*** Extract ***
The following is an interview of Tom Elms, a food photographer based in the UK. More of his work can be found on his website The interview was conducted by Nick Gilmartin
Pictures good enough to eat.
Tom Elms is a man with a job that I completely envy. As a food and drink photographer it is his job to make sure the apples look shiny and delicious, the chocolate sponge pudding is sticky and steamy, and the mojitos are as cool as the arctic.
Tom himself comes from a hospitality background, having been a bar manager for many years. It was here that he picked up his eye for detail, and a flair for presentation that has served him well in his new career.
Within the sphere of work he has visited some of the country’s (worlds?) grandest hotels and met some outstandingly talented individuals. He has become a firm favourite photographer among the United Kingdom Bartenders Guild, and top hotel chains.
His photography style has been described as Ëœreportage’ and he has a knack, not only of photographing food and drink, but capturing the personality of the people who create it. Many top chefs and bartenders, especially, have been captured under his lens.
So I had a few questions for Tom:
What kind of camera equipment do you prefer?
At the moment I prefer Nikon for it’s great speed and low light performance as I prefer not to use a flash.
Which post-production photo-suite (i.e. Photoshop) do you use?
There are so many, right now Lightroom 3 is the best fit for me with a sprinkling of Photoshop for good measure.
What has been your most exotic assignment to date?
*** End of Extract ***
*** The data ***
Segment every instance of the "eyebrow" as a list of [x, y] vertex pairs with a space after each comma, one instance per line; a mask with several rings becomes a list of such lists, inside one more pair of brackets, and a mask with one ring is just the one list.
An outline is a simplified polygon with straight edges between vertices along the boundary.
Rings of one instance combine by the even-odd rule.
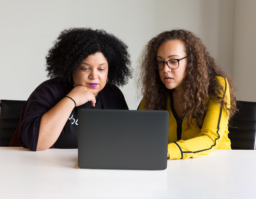
[[[87, 65], [87, 66], [90, 66], [90, 64], [87, 64], [87, 63], [85, 63], [85, 62], [81, 62], [81, 64], [84, 64]], [[102, 64], [99, 64], [99, 66], [101, 66], [102, 65], [105, 65], [106, 66], [107, 66], [107, 64], [106, 63], [102, 63]]]
[[[171, 57], [174, 56], [180, 56], [179, 55], [170, 55], [168, 57], [168, 58], [171, 58]], [[163, 59], [163, 58], [161, 57], [161, 56], [157, 56], [157, 57], [158, 57], [159, 58], [161, 58], [162, 59]]]

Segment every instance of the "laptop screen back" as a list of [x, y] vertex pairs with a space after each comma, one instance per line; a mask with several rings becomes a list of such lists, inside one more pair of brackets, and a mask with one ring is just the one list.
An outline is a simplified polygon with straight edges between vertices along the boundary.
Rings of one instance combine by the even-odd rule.
[[80, 168], [166, 168], [168, 111], [81, 109], [78, 119]]

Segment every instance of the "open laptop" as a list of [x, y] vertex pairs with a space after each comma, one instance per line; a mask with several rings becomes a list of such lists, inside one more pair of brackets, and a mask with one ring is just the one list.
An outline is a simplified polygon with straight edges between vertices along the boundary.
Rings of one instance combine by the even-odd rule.
[[165, 169], [168, 123], [166, 111], [80, 109], [78, 166]]

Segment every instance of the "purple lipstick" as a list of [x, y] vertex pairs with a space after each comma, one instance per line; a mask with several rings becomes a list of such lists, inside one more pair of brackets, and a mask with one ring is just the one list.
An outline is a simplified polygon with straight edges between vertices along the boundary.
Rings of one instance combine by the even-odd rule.
[[89, 84], [92, 87], [95, 88], [98, 85], [97, 83], [91, 83]]

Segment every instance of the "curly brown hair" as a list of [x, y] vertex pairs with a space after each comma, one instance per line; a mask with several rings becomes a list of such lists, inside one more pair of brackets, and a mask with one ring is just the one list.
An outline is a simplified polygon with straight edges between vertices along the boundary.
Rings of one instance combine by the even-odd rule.
[[[174, 40], [183, 42], [188, 56], [181, 103], [183, 107], [182, 117], [186, 115], [188, 128], [193, 119], [196, 119], [197, 125], [201, 128], [202, 119], [207, 110], [207, 103], [209, 99], [223, 103], [230, 119], [237, 111], [232, 79], [210, 55], [201, 40], [191, 32], [184, 30], [174, 30], [159, 34], [148, 42], [141, 53], [138, 85], [142, 85], [145, 108], [149, 110], [166, 109], [170, 90], [161, 81], [158, 71], [154, 68], [154, 61], [160, 44]], [[224, 100], [225, 88], [220, 85], [216, 76], [225, 78], [228, 83], [230, 108], [228, 108], [229, 102]]]

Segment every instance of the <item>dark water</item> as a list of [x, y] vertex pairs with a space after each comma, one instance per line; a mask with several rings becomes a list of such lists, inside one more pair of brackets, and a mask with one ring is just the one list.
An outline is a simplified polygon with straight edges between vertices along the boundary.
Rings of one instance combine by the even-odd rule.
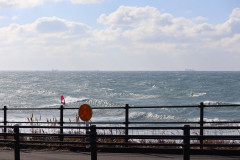
[[[0, 107], [59, 107], [61, 95], [65, 107], [83, 103], [93, 107], [239, 104], [240, 72], [0, 72]], [[205, 118], [239, 120], [239, 111], [208, 108]], [[26, 120], [29, 114], [13, 112], [10, 119]], [[55, 113], [34, 114], [51, 117]], [[93, 121], [103, 119], [124, 120], [124, 111], [96, 110]], [[193, 121], [199, 119], [199, 109], [132, 109], [130, 119]]]

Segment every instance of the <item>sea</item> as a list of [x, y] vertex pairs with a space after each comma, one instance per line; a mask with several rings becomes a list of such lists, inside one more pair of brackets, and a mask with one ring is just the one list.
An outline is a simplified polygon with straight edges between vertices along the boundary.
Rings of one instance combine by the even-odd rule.
[[[59, 119], [64, 96], [65, 108], [133, 107], [130, 122], [199, 121], [199, 108], [148, 108], [150, 106], [217, 105], [204, 109], [204, 120], [240, 121], [240, 72], [223, 71], [0, 71], [0, 109], [7, 106], [8, 121]], [[136, 106], [147, 108], [134, 109]], [[74, 122], [78, 109], [64, 110], [64, 120]], [[124, 122], [123, 109], [94, 109], [92, 122]], [[3, 110], [0, 110], [3, 121]]]

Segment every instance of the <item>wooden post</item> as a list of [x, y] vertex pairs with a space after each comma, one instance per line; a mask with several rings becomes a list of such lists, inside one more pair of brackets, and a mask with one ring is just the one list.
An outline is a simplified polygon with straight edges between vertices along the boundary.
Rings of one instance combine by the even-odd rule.
[[203, 149], [204, 104], [200, 103], [200, 149]]
[[[64, 107], [63, 107], [63, 105], [61, 105], [60, 106], [60, 134], [63, 134], [63, 109], [64, 109]], [[60, 135], [60, 141], [63, 141], [63, 136], [62, 135]]]
[[128, 104], [126, 104], [126, 106], [125, 106], [125, 136], [126, 136], [126, 138], [125, 138], [125, 143], [127, 143], [128, 142], [128, 125], [129, 125], [129, 105]]
[[4, 129], [3, 129], [3, 132], [5, 133], [4, 134], [4, 139], [7, 139], [7, 136], [6, 136], [6, 133], [7, 133], [7, 106], [4, 106], [3, 108], [4, 110], [4, 116], [3, 116], [3, 124], [4, 124]]
[[183, 160], [190, 160], [190, 126], [184, 125]]
[[90, 145], [91, 145], [91, 160], [97, 160], [97, 132], [96, 125], [90, 127]]
[[20, 143], [19, 143], [19, 125], [14, 126], [14, 157], [15, 160], [20, 160]]

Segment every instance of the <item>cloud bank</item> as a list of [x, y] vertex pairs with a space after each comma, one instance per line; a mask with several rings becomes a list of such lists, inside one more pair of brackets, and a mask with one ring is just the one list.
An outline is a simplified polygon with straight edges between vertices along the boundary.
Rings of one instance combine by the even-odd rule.
[[[8, 5], [13, 2], [17, 3]], [[174, 17], [151, 6], [120, 6], [99, 16], [97, 22], [105, 26], [103, 29], [58, 17], [11, 24], [0, 28], [0, 67], [238, 70], [240, 8], [235, 8], [224, 23], [213, 25], [206, 20], [200, 16]]]
[[73, 4], [94, 4], [104, 0], [0, 0], [0, 8], [32, 8], [46, 2], [69, 1]]

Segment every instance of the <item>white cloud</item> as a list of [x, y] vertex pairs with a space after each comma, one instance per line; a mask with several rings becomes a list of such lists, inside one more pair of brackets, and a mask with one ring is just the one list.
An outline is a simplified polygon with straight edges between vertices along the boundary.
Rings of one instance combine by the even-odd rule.
[[69, 1], [73, 4], [94, 4], [104, 0], [0, 0], [0, 8], [32, 8], [45, 2]]
[[0, 0], [0, 8], [27, 8], [43, 4], [44, 0]]
[[181, 70], [191, 64], [194, 69], [239, 70], [239, 10], [218, 25], [150, 6], [121, 6], [102, 14], [98, 23], [104, 29], [58, 17], [11, 24], [0, 28], [0, 67]]

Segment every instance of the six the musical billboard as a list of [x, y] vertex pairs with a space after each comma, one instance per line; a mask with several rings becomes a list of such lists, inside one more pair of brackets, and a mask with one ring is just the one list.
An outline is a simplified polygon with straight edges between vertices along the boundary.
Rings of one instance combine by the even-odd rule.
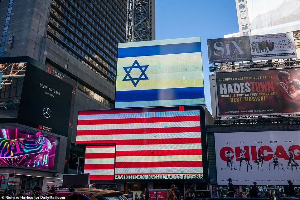
[[209, 63], [297, 58], [292, 32], [207, 40]]

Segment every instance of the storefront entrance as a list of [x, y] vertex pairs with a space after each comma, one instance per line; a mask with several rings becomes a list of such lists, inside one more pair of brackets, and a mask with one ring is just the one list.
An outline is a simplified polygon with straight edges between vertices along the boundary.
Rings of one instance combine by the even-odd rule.
[[125, 185], [124, 190], [125, 194], [129, 194], [129, 189], [131, 189], [133, 194], [133, 200], [142, 200], [144, 199], [145, 188], [147, 187], [147, 184], [144, 183], [128, 183]]

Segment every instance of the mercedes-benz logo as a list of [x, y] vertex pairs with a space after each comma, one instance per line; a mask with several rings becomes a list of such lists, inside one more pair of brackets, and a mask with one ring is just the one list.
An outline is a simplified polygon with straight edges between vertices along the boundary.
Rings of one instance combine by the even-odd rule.
[[46, 118], [48, 118], [51, 115], [51, 111], [49, 108], [45, 108], [43, 110], [43, 115]]

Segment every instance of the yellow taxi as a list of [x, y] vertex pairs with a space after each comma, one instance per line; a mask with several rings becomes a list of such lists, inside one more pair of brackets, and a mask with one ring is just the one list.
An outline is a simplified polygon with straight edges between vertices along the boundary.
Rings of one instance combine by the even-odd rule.
[[50, 190], [40, 197], [41, 199], [65, 200], [128, 200], [119, 191], [92, 188]]

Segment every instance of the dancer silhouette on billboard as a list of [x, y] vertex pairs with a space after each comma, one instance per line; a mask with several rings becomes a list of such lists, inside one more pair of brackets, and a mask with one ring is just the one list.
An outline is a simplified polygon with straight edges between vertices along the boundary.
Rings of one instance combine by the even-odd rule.
[[248, 158], [245, 158], [245, 154], [246, 152], [247, 151], [247, 150], [244, 150], [242, 149], [240, 149], [241, 151], [241, 153], [240, 154], [240, 156], [237, 158], [239, 158], [240, 159], [240, 171], [241, 171], [241, 165], [242, 164], [242, 161], [243, 160], [246, 160], [246, 162], [247, 162], [248, 161], [248, 165], [249, 166], [252, 166], [250, 164], [250, 163], [249, 162], [249, 159]]

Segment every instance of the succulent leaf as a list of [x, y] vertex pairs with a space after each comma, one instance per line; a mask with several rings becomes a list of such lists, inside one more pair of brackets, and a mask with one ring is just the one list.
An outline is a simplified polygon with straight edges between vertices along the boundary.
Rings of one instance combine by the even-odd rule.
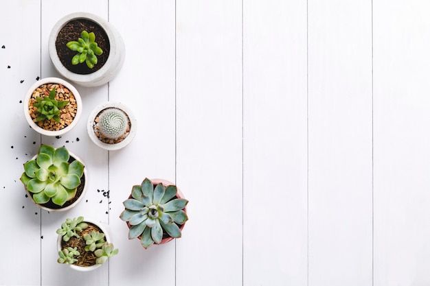
[[78, 160], [75, 160], [69, 165], [69, 174], [75, 174], [79, 178], [82, 177], [84, 174], [84, 164], [78, 161]]
[[19, 178], [19, 180], [21, 180], [21, 181], [23, 182], [23, 184], [24, 184], [24, 185], [27, 186], [27, 184], [28, 184], [28, 182], [30, 182], [30, 180], [32, 180], [32, 178], [30, 178], [28, 176], [27, 176], [27, 174], [25, 174], [25, 172], [24, 172], [21, 176], [21, 178]]
[[163, 184], [158, 184], [154, 190], [154, 198], [152, 199], [152, 204], [159, 204], [161, 198], [164, 195], [166, 189]]
[[124, 206], [131, 211], [139, 211], [145, 207], [145, 205], [142, 202], [135, 199], [128, 199], [124, 202]]
[[45, 193], [49, 198], [54, 197], [57, 193], [57, 183], [50, 183], [45, 187]]
[[68, 162], [70, 155], [65, 146], [58, 147], [54, 152], [53, 163], [58, 166], [63, 162]]
[[[183, 224], [188, 220], [188, 216], [186, 213], [182, 210], [168, 213], [171, 215], [173, 221], [178, 224]], [[165, 222], [163, 221], [163, 222]], [[165, 222], [166, 223], [166, 222]]]
[[130, 230], [128, 231], [128, 239], [131, 239], [141, 235], [146, 228], [146, 224], [145, 224], [145, 222], [142, 222], [139, 224], [133, 226], [130, 228]]
[[63, 206], [67, 201], [69, 195], [66, 189], [60, 184], [57, 185], [57, 193], [52, 197], [52, 202], [58, 206]]
[[151, 237], [156, 243], [161, 242], [163, 238], [163, 229], [159, 222], [159, 219], [155, 219], [155, 224], [151, 228]]
[[131, 217], [138, 213], [139, 211], [131, 211], [129, 209], [125, 209], [123, 211], [122, 213], [121, 213], [121, 215], [120, 215], [120, 218], [124, 221], [128, 222]]
[[164, 195], [163, 196], [163, 198], [160, 201], [160, 204], [164, 204], [168, 201], [170, 201], [170, 200], [172, 200], [173, 198], [174, 198], [177, 191], [178, 191], [178, 189], [176, 187], [176, 186], [172, 186], [172, 185], [167, 186], [166, 187]]
[[152, 182], [151, 182], [148, 178], [146, 178], [142, 183], [141, 185], [142, 193], [144, 195], [148, 197], [151, 200], [154, 197], [154, 186], [152, 184]]
[[164, 224], [163, 222], [160, 222], [160, 224], [163, 229], [172, 237], [181, 237], [181, 230], [176, 224]]
[[138, 213], [131, 217], [131, 219], [130, 219], [130, 224], [131, 224], [132, 226], [135, 226], [136, 224], [139, 224], [141, 222], [145, 221], [147, 218], [148, 215]]
[[158, 220], [158, 219], [153, 219], [152, 217], [148, 217], [148, 219], [145, 221], [145, 223], [146, 224], [146, 226], [148, 226], [148, 228], [152, 228], [152, 226], [155, 225], [157, 220]]
[[27, 189], [31, 193], [37, 193], [41, 192], [47, 184], [47, 182], [42, 182], [38, 179], [32, 179], [27, 184]]
[[45, 153], [39, 153], [36, 158], [36, 162], [39, 167], [43, 169], [47, 169], [52, 165], [51, 156]]
[[34, 172], [34, 175], [38, 180], [45, 182], [48, 180], [49, 171], [46, 169], [39, 169]]
[[79, 42], [71, 40], [66, 44], [66, 46], [72, 51], [77, 51], [78, 49], [79, 49], [79, 47], [80, 47], [80, 44], [79, 43]]
[[30, 178], [36, 178], [36, 171], [39, 169], [36, 160], [31, 160], [24, 163], [24, 171], [25, 174]]
[[138, 201], [142, 201], [142, 198], [144, 196], [144, 193], [142, 191], [140, 186], [134, 185], [131, 188], [131, 196]]
[[79, 64], [79, 58], [80, 58], [81, 54], [82, 52], [78, 53], [75, 56], [73, 56], [73, 57], [71, 58], [71, 64], [76, 65]]
[[36, 204], [45, 204], [49, 201], [49, 199], [50, 198], [43, 191], [33, 195], [33, 200]]
[[80, 184], [80, 178], [76, 174], [68, 174], [62, 176], [60, 182], [67, 189], [75, 189]]
[[159, 217], [159, 219], [164, 223], [164, 224], [171, 224], [173, 222], [173, 217], [170, 213], [163, 213]]

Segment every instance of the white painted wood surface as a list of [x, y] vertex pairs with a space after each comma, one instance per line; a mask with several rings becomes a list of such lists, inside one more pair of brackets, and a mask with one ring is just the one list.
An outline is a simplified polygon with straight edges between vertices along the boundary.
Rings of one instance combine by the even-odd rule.
[[[121, 32], [124, 65], [109, 84], [78, 86], [73, 130], [41, 136], [20, 101], [36, 78], [58, 76], [50, 29], [80, 10]], [[429, 10], [427, 0], [2, 3], [0, 285], [430, 285]], [[107, 100], [137, 117], [122, 150], [87, 134]], [[65, 145], [88, 169], [85, 198], [65, 213], [38, 208], [19, 181], [41, 143]], [[190, 200], [183, 237], [146, 250], [119, 219], [146, 177]], [[109, 224], [120, 249], [92, 272], [56, 262], [55, 230], [78, 215]]]

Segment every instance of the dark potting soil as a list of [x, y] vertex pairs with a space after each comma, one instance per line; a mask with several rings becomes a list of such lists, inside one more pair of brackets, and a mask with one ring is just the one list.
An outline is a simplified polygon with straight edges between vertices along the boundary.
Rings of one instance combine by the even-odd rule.
[[[80, 33], [82, 31], [93, 32], [95, 35], [95, 43], [103, 50], [103, 53], [97, 56], [97, 64], [92, 69], [89, 68], [85, 62], [76, 65], [71, 64], [71, 58], [78, 52], [69, 49], [66, 46], [71, 40], [77, 41], [80, 38]], [[108, 59], [111, 47], [109, 39], [104, 29], [92, 21], [83, 19], [71, 20], [65, 25], [58, 32], [55, 46], [57, 55], [66, 69], [80, 75], [87, 75], [100, 69]]]

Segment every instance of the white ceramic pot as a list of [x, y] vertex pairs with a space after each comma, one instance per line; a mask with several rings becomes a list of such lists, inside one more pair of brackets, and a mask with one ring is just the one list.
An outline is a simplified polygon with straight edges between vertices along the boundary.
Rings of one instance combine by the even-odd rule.
[[[103, 28], [108, 36], [110, 45], [109, 56], [104, 65], [98, 71], [87, 75], [75, 73], [66, 69], [57, 55], [55, 45], [57, 35], [61, 28], [69, 21], [78, 19], [91, 21]], [[48, 41], [48, 50], [54, 67], [58, 73], [66, 79], [82, 86], [98, 86], [112, 80], [122, 67], [126, 53], [122, 37], [115, 27], [104, 19], [87, 12], [72, 13], [61, 18], [51, 31]]]
[[[84, 222], [87, 222], [87, 223], [90, 223], [90, 224], [93, 224], [97, 226], [98, 226], [100, 230], [102, 230], [102, 232], [104, 234], [104, 240], [108, 242], [109, 243], [112, 243], [112, 240], [111, 239], [111, 236], [109, 235], [109, 227], [108, 225], [101, 223], [100, 222], [95, 221], [94, 219], [87, 219], [87, 218], [84, 218]], [[63, 236], [62, 235], [58, 235], [58, 237], [57, 238], [57, 250], [58, 251], [60, 251], [61, 250], [61, 241], [63, 239]], [[89, 272], [89, 271], [92, 271], [94, 270], [97, 268], [98, 268], [99, 267], [100, 267], [102, 265], [102, 264], [95, 264], [91, 266], [87, 266], [87, 267], [84, 267], [84, 266], [78, 266], [78, 265], [75, 265], [73, 264], [69, 264], [69, 266], [74, 270], [77, 270], [77, 271], [81, 271], [81, 272]]]
[[[28, 111], [28, 103], [32, 97], [32, 95], [33, 94], [33, 92], [41, 85], [49, 83], [59, 84], [63, 85], [67, 89], [71, 91], [73, 96], [75, 97], [75, 99], [76, 100], [77, 110], [73, 121], [67, 127], [58, 131], [45, 130], [45, 129], [39, 127], [36, 123], [33, 121], [33, 119], [31, 117]], [[46, 136], [60, 136], [70, 131], [78, 123], [78, 121], [79, 121], [79, 119], [80, 118], [82, 112], [82, 102], [78, 90], [69, 82], [67, 82], [65, 80], [58, 78], [45, 78], [34, 82], [30, 87], [30, 88], [28, 88], [27, 93], [25, 93], [23, 107], [24, 110], [24, 116], [30, 127], [34, 131], [36, 131], [37, 132]]]
[[[131, 126], [128, 134], [123, 141], [117, 143], [110, 144], [102, 142], [94, 133], [94, 120], [95, 117], [102, 110], [109, 108], [116, 108], [122, 110], [127, 115], [130, 121]], [[128, 107], [120, 102], [107, 102], [96, 106], [91, 112], [87, 123], [87, 130], [89, 138], [95, 145], [106, 150], [117, 150], [126, 146], [133, 139], [137, 129], [137, 123], [136, 117]]]
[[[81, 163], [82, 163], [82, 160], [80, 160], [80, 158], [79, 158], [79, 157], [78, 157], [76, 155], [75, 155], [74, 154], [70, 152], [70, 151], [69, 151], [69, 154], [70, 155], [71, 157], [73, 157], [75, 158], [75, 160], [78, 160], [79, 161], [80, 161]], [[35, 160], [36, 157], [37, 157], [37, 154], [34, 155], [33, 156], [33, 158], [32, 158], [30, 160]], [[82, 163], [83, 164], [83, 163]], [[44, 209], [45, 211], [47, 211], [49, 212], [58, 212], [58, 211], [69, 211], [69, 209], [73, 208], [74, 206], [76, 206], [79, 202], [80, 202], [80, 200], [82, 199], [82, 198], [84, 198], [84, 196], [85, 195], [85, 193], [87, 191], [87, 186], [88, 186], [88, 175], [87, 174], [87, 167], [84, 168], [84, 174], [82, 175], [82, 177], [84, 178], [85, 179], [85, 182], [84, 183], [84, 189], [82, 190], [82, 193], [80, 194], [80, 195], [79, 196], [79, 198], [78, 198], [78, 199], [73, 202], [73, 204], [69, 204], [67, 206], [65, 206], [65, 207], [60, 207], [58, 208], [49, 208], [45, 206], [43, 206], [42, 204], [37, 204], [36, 202], [35, 202], [33, 199], [32, 198], [32, 194], [27, 189], [27, 188], [24, 188], [25, 189], [25, 192], [27, 193], [27, 195], [28, 195], [28, 198], [30, 198], [30, 199], [32, 199], [32, 201], [36, 204], [39, 208]]]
*** End of The data ***
Exercise tasks:
• A. Pull out the part of the Tom Elms interview between "The following is" and "his new career.", inclusive, and reproduce it word for word.
• B. Answer these from the Tom Elms interview:
(i) What job did Tom Elms hold for many years before his photography career?
(ii) Which camera brand does he currently prefer?
(iii) Which program does he say is the best fit for him right now?
• C. Carry on the interview with Tom Elms, starting after its last line.

Answer list:
• A.
The following is an interview of Tom Elms, a food photographer based in the UK. More of his work can be found on his website The interview was conducted by Nick Gilmartin
Pictures good enough to eat.
Tom Elms is a man with a job that I completely envy. As a food and drink photographer it is his job to make sure the apples look shiny and delicious, the chocolate sponge pudding is sticky and steamy, and the mojitos are as cool as the arctic.
Tom himself comes from a hospitality background, having been a bar manager for many years. It was here that he picked up his eye for detail, and a flair for presentation that has served him well in his new career.

• B.
(i) Bar manager
(ii) Nikon
(iii) Lightroom 3

• C.
Last year, with Chairman’s Reserve rum, I accompanied 11 top UK bartenders to St. Lucia and the St. Lucia Jazz festival. A fantastic opportunity and experience, a location not short on atmosphere, fabulous venues and an amazing opportunity to capture the history of the Brand, not so amazing to miss the coach when I went for that extra shot! The jazz festival was pretty great too, the biggest challenge? Capturing the shot whilst all about got down to some serious partying.
How did you get started as a food and drink photographer?
I started to photograph competitions for the UKBG, one thing led to another and I never looked back.
Who are your main photography idols?
Rob Lawson is a great photographer who I admire immensely. His work on the Difford cocktail guides is second to none, he’s also great guy to talk to.
Do you photograph anything beyond Food and Drink? (weddings, portraits etc.)
Yes, weddings strictly only for friends and family at this time, I do portraits, awards and interiors as a result of my work in hospitality food and drink. I always endeavour to accept repeat bookings and accommodate bookings resulting from referrals so sometimes I find
myself capturing events where the only link to food and drink hospitality is the champagne and canapes, in just this way I ended up a launch party for a new range of rugs in Chelsea.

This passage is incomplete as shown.